Photo-based point labeling data

--- Begin ---

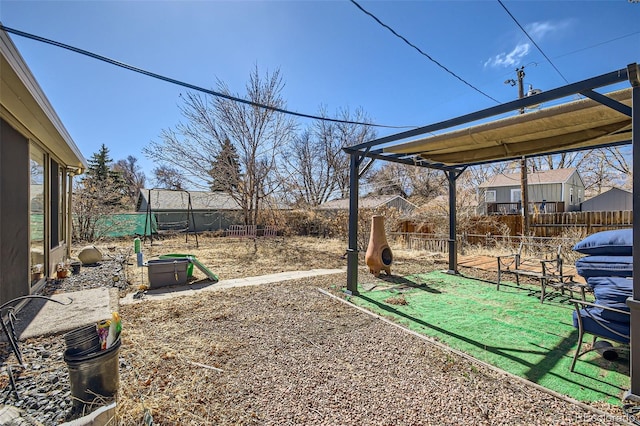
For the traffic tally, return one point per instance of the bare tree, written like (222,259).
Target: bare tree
(134,177)
(317,169)
(258,135)
(168,178)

--- End ---

Rescale the data above by rewriting every line except the picture and multiplying each answer coordinate by 1.1, rounding to whole numbers with halves rounded up. All other lines, including the numbers in them, stay the same.

For the traffic tally, return one point per instance of the bare tree, written like (222,259).
Target: bare tree
(147,195)
(349,186)
(284,149)
(185,196)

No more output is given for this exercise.